The input.
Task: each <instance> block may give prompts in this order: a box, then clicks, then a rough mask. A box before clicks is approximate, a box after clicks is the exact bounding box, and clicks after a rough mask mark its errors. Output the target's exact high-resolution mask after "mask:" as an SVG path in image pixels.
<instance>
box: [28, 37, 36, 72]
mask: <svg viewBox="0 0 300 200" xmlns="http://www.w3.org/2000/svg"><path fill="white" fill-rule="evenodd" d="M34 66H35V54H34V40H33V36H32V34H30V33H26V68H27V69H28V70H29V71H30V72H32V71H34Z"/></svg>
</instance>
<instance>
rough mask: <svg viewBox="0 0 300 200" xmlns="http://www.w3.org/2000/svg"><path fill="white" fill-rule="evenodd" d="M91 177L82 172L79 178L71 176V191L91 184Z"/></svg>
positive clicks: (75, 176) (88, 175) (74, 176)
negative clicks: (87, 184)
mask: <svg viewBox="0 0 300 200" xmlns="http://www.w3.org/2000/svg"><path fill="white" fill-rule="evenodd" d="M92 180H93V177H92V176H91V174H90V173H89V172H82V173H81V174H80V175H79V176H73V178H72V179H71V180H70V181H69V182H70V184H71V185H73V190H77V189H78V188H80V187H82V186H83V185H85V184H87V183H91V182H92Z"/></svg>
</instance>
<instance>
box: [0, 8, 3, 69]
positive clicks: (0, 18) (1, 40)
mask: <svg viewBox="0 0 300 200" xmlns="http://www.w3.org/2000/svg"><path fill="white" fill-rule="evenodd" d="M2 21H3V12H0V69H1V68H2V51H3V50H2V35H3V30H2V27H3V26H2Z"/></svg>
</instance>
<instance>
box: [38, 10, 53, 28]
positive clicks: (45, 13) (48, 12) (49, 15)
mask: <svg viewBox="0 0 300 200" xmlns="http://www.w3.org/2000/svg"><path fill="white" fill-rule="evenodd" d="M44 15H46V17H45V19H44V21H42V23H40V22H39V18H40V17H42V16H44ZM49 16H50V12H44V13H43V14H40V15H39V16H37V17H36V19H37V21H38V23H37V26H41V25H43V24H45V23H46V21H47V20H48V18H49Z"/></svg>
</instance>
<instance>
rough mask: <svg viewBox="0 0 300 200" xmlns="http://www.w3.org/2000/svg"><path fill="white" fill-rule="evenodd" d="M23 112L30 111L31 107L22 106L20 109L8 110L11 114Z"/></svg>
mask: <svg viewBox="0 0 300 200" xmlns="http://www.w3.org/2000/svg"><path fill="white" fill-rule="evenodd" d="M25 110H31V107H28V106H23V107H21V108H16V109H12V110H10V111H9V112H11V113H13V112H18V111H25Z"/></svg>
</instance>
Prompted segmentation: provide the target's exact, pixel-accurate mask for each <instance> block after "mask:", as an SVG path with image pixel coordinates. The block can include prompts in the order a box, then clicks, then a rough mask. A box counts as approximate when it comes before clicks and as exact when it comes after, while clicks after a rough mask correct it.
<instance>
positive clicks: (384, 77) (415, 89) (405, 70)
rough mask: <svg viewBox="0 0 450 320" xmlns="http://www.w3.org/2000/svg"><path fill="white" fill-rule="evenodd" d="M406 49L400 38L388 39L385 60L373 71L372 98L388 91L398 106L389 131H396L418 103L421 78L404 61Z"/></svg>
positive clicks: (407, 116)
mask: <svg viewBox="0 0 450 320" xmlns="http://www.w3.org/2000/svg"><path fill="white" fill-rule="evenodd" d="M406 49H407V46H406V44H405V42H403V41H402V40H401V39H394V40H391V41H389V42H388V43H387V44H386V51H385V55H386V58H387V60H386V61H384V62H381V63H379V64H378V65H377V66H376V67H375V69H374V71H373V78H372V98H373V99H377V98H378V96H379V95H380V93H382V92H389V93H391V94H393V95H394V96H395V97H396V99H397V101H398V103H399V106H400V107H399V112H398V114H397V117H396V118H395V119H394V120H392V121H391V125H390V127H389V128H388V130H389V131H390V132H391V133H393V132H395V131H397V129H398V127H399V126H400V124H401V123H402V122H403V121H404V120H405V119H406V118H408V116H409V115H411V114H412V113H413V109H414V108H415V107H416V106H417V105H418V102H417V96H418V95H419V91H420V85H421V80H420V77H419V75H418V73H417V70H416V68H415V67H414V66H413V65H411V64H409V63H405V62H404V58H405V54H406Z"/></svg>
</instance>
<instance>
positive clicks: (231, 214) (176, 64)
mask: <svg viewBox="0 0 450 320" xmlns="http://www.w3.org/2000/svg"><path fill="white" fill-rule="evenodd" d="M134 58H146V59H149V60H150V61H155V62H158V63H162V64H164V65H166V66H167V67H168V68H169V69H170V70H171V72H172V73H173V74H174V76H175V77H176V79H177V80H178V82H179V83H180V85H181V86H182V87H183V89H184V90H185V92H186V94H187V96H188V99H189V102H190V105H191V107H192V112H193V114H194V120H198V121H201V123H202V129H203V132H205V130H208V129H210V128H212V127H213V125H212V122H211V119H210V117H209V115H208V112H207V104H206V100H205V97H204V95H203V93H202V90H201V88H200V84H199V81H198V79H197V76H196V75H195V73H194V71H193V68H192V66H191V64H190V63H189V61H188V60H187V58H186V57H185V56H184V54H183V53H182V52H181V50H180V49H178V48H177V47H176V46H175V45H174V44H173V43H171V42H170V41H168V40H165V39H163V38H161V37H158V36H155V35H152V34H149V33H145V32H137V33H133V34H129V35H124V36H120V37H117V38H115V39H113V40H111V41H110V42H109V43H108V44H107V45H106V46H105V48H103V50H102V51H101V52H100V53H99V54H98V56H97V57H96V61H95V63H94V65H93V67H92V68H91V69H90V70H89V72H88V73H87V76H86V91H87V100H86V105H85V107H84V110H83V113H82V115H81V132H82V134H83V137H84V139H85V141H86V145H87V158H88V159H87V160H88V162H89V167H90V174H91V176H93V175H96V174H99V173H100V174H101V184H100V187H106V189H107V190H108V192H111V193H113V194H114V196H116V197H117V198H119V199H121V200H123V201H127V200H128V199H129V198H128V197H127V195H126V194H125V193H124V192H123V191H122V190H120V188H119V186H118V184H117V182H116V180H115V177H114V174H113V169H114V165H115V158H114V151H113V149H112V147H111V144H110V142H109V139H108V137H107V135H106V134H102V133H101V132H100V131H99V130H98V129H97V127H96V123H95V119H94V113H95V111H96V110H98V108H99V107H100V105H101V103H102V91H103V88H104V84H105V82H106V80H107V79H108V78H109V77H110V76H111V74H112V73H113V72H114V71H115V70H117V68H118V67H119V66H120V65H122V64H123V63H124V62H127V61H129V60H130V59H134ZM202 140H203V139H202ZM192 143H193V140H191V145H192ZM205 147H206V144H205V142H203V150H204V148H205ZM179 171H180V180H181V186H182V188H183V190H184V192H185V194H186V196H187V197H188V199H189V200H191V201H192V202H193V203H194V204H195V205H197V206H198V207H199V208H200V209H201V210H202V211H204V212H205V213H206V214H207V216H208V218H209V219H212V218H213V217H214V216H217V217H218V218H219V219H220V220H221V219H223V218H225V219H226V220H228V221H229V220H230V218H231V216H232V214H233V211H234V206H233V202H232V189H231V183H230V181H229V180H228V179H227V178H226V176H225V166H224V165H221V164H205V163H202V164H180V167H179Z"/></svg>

Task to carry out.
If a line of the data contains "then", copy it out.

Task response.
Task: each <instance> block may give prompts in this order: a box, then clicks, then a rough mask. A box before clicks is approximate, a box after clicks is the exact bounding box, and clicks after a rough mask mark its errors. Output the target's exact high-resolution mask after "mask:" as an SVG path in image pixels.
Prompted segmentation: provide the target's exact, pixel-accurate mask for each <instance> block after "mask:", as an SVG path with image pixel coordinates. The block can include prompts in the order a box, then clicks, then a rough mask. A box counts as approximate when it comes before clicks and as exact when it comes after, while clicks after a rough mask correct it.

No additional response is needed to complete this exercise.